◆ **Written request 1**:
Do statements (a), (b) and (c) agree with the simultaneous equations page? Answer yes or no for each and quote the words of the page that decide it.
(a) The page is meant for Junior Cycle revision.
(b) The page says to multiply only one equation, never both.
(c) After eliminating a variable, you are left with one equation in a single variable.
◆ **Written request 2**:
Reproduce word for word the part of the simultaneous equations page between "Align coefficients. Decide" and "new single-variable equation.", inclusive.

Simultaneous Equations — Elimination Method

Junior Cycle revision — learn the general strategy, follow the example, then practise.

1. General Strategy

Suppose we have two equations in two unknowns \(x\) and \(y\):

\[ \begin{cases} ax + by = c, \\ dx + ey = f. \end{cases} \]

Align coefficients. Decide whether to eliminate \(x\) or \(y\). Multiply one or both equations by suitable numbers so that the chosen variable has the same size coefficients with different signs in both equations.
Add Add the equations to eliminate the chosen variable. You now have one equation in a single variable.
Solve for the remaining variable. Solve this new single-variable equation.

◆ **Supplied information**:

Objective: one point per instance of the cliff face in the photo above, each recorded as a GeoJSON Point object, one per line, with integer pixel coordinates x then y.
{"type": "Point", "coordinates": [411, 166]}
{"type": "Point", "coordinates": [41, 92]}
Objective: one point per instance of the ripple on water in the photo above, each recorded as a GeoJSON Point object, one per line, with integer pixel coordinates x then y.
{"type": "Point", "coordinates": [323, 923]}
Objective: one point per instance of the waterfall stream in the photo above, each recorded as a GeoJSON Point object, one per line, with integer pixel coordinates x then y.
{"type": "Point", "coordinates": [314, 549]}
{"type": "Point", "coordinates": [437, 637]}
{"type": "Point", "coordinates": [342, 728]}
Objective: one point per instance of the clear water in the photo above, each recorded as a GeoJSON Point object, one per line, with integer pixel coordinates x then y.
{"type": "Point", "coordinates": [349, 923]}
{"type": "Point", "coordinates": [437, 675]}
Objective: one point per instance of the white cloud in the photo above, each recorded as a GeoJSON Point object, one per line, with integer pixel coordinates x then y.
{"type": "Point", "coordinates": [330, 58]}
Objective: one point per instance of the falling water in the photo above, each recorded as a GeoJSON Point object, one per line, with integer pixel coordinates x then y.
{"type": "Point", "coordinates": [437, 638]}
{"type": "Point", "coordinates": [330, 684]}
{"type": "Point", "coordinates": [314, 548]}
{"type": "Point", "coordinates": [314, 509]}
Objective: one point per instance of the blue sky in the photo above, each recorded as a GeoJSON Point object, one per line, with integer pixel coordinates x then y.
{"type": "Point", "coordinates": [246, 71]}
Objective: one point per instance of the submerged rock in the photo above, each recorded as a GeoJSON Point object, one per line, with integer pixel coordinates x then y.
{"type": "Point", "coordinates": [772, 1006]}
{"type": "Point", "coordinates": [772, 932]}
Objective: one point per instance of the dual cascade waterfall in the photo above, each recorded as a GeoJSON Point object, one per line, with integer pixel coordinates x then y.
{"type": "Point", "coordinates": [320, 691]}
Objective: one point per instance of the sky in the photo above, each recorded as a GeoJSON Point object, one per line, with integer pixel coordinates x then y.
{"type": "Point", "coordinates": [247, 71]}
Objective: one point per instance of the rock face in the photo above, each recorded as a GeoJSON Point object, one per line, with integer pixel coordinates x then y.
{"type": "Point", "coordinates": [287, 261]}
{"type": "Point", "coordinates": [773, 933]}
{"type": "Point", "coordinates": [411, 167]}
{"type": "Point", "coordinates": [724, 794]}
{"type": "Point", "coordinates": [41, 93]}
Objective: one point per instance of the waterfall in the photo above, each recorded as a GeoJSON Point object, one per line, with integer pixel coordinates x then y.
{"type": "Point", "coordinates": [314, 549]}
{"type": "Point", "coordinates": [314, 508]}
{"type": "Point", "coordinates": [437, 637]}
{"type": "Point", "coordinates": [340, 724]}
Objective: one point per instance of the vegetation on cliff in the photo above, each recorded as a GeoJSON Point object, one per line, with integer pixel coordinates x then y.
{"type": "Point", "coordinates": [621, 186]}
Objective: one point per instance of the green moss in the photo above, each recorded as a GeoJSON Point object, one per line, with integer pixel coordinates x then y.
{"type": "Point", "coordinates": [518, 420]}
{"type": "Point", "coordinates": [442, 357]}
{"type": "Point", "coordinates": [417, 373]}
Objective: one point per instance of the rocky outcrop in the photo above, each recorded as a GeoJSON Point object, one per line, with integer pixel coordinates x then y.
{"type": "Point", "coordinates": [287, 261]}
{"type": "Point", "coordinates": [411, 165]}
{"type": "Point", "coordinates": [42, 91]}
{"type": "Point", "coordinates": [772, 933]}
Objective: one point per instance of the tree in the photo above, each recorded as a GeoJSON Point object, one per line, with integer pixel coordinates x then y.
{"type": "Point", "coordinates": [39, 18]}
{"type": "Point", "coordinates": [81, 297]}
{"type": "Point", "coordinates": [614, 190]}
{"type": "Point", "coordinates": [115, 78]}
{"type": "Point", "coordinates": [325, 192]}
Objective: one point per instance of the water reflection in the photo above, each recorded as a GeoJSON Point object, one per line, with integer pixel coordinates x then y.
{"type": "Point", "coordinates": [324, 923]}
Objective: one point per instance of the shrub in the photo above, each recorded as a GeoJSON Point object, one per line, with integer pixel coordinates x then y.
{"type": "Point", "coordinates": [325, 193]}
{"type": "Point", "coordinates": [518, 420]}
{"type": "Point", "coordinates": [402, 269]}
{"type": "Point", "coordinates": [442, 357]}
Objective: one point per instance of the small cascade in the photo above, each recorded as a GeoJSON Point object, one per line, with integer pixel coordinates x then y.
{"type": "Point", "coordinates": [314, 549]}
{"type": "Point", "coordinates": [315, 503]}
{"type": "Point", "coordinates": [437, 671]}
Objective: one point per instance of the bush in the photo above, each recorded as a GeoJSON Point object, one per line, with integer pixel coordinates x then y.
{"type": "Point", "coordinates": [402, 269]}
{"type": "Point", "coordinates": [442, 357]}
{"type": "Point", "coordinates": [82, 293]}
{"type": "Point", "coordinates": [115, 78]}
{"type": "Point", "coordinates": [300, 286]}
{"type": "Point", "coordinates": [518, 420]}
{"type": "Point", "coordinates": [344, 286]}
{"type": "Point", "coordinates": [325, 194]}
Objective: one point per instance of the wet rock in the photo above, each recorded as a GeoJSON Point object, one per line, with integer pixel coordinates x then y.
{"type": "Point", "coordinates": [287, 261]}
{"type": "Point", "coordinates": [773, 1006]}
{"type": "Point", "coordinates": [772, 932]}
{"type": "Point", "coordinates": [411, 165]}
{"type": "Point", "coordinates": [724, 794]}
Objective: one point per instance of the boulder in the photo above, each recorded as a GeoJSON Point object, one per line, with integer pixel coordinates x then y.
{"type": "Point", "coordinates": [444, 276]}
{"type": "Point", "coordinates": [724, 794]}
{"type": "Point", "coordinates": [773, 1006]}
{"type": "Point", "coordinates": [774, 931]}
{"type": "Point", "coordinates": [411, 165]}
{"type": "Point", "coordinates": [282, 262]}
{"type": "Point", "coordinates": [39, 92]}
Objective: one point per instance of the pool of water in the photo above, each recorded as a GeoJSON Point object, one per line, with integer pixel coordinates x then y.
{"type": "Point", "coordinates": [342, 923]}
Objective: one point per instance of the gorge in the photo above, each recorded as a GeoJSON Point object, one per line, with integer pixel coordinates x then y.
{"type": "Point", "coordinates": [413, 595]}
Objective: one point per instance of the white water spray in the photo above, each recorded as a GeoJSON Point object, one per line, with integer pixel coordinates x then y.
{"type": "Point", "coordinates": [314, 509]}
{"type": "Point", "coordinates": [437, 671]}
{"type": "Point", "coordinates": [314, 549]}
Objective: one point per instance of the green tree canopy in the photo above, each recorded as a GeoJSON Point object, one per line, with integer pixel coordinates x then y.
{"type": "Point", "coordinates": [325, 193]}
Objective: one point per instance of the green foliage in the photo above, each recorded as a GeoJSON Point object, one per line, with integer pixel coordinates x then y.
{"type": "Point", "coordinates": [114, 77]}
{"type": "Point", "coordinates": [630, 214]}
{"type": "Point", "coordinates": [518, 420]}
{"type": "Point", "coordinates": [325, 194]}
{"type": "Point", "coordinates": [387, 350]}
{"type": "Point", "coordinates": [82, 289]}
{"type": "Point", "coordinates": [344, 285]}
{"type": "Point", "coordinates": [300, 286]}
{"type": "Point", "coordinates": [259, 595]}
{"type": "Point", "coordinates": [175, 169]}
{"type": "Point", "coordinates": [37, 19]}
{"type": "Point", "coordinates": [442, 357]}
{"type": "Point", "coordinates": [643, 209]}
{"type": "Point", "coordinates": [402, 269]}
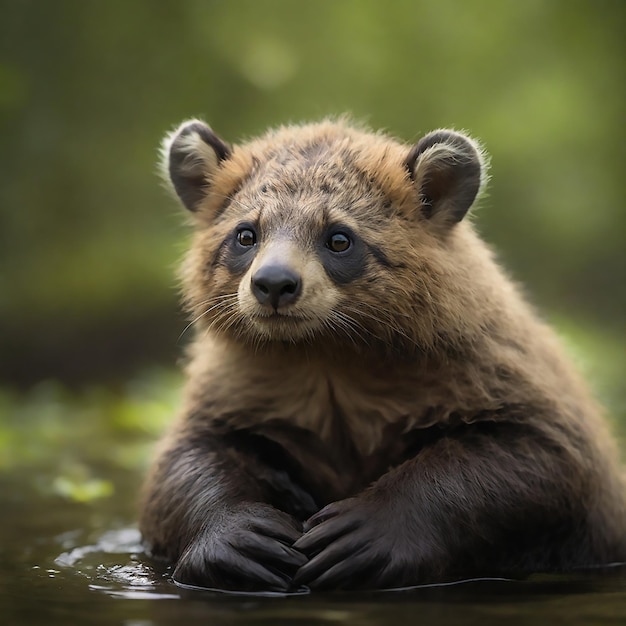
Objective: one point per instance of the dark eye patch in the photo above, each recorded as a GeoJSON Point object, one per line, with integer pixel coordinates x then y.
{"type": "Point", "coordinates": [239, 248]}
{"type": "Point", "coordinates": [343, 266]}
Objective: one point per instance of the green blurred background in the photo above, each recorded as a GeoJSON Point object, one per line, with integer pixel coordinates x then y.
{"type": "Point", "coordinates": [89, 240]}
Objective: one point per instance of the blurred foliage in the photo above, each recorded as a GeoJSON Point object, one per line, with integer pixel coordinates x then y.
{"type": "Point", "coordinates": [89, 240]}
{"type": "Point", "coordinates": [77, 441]}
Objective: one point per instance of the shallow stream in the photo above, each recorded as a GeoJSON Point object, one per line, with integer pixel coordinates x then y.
{"type": "Point", "coordinates": [70, 553]}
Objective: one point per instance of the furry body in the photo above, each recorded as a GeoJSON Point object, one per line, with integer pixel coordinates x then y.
{"type": "Point", "coordinates": [370, 402]}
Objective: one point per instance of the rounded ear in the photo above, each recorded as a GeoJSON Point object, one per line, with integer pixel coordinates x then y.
{"type": "Point", "coordinates": [449, 170]}
{"type": "Point", "coordinates": [189, 158]}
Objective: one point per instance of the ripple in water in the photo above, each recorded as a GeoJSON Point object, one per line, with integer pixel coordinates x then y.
{"type": "Point", "coordinates": [115, 565]}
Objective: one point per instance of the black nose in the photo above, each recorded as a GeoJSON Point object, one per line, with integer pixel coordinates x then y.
{"type": "Point", "coordinates": [276, 285]}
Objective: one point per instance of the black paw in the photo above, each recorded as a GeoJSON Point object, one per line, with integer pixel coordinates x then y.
{"type": "Point", "coordinates": [357, 544]}
{"type": "Point", "coordinates": [245, 550]}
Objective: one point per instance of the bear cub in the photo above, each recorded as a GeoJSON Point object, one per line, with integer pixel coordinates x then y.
{"type": "Point", "coordinates": [370, 402]}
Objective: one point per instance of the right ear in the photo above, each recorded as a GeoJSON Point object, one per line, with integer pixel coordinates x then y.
{"type": "Point", "coordinates": [190, 157]}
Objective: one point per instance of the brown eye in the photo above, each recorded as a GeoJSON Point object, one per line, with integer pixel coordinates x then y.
{"type": "Point", "coordinates": [246, 237]}
{"type": "Point", "coordinates": [338, 242]}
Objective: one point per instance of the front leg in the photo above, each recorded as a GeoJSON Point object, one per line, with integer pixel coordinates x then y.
{"type": "Point", "coordinates": [488, 500]}
{"type": "Point", "coordinates": [211, 506]}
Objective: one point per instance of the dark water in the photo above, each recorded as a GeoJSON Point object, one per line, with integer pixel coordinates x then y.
{"type": "Point", "coordinates": [70, 553]}
{"type": "Point", "coordinates": [69, 563]}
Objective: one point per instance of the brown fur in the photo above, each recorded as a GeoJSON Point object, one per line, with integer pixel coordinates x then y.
{"type": "Point", "coordinates": [414, 422]}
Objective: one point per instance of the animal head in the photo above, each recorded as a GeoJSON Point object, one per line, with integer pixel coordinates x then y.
{"type": "Point", "coordinates": [322, 232]}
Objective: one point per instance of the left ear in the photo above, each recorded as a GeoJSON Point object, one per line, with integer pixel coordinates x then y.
{"type": "Point", "coordinates": [449, 170]}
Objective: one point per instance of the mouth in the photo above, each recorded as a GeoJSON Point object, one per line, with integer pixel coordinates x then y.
{"type": "Point", "coordinates": [281, 326]}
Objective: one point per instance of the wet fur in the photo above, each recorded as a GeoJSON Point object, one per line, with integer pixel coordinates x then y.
{"type": "Point", "coordinates": [408, 419]}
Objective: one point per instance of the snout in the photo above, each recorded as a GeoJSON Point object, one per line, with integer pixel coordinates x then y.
{"type": "Point", "coordinates": [276, 285]}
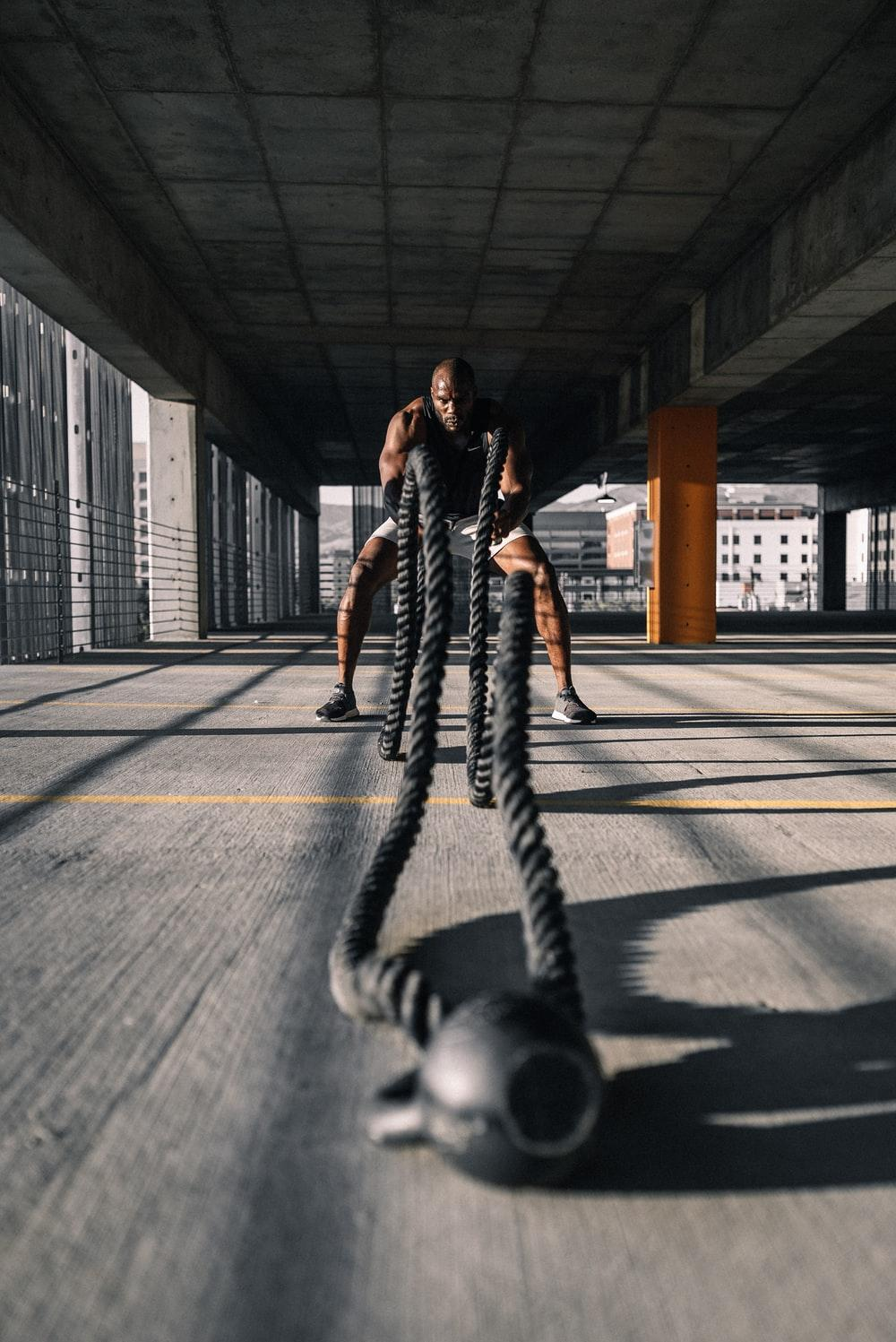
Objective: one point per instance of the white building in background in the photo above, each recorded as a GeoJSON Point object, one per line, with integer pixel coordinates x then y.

◆ **Full response 1**:
(a) Yes: "Junior Cycle revision — learn the general strategy, follow the example, then practise."
(b) No: "Multiply one or both equations by suitable numbers"
(c) Yes: "You now have one equation in a single variable."

◆ **Full response 2**:
Align coefficients. Decide whether to eliminate \(x\) or \(y\). Multiply one or both equations by suitable numbers so that the chosen variable has the same size coefficients with different signs in both equations.
Add Add the equations to eliminate the chosen variable. You now have one equation in a single variable.
Solve for the remaining variable. Solve this new single-variable equation.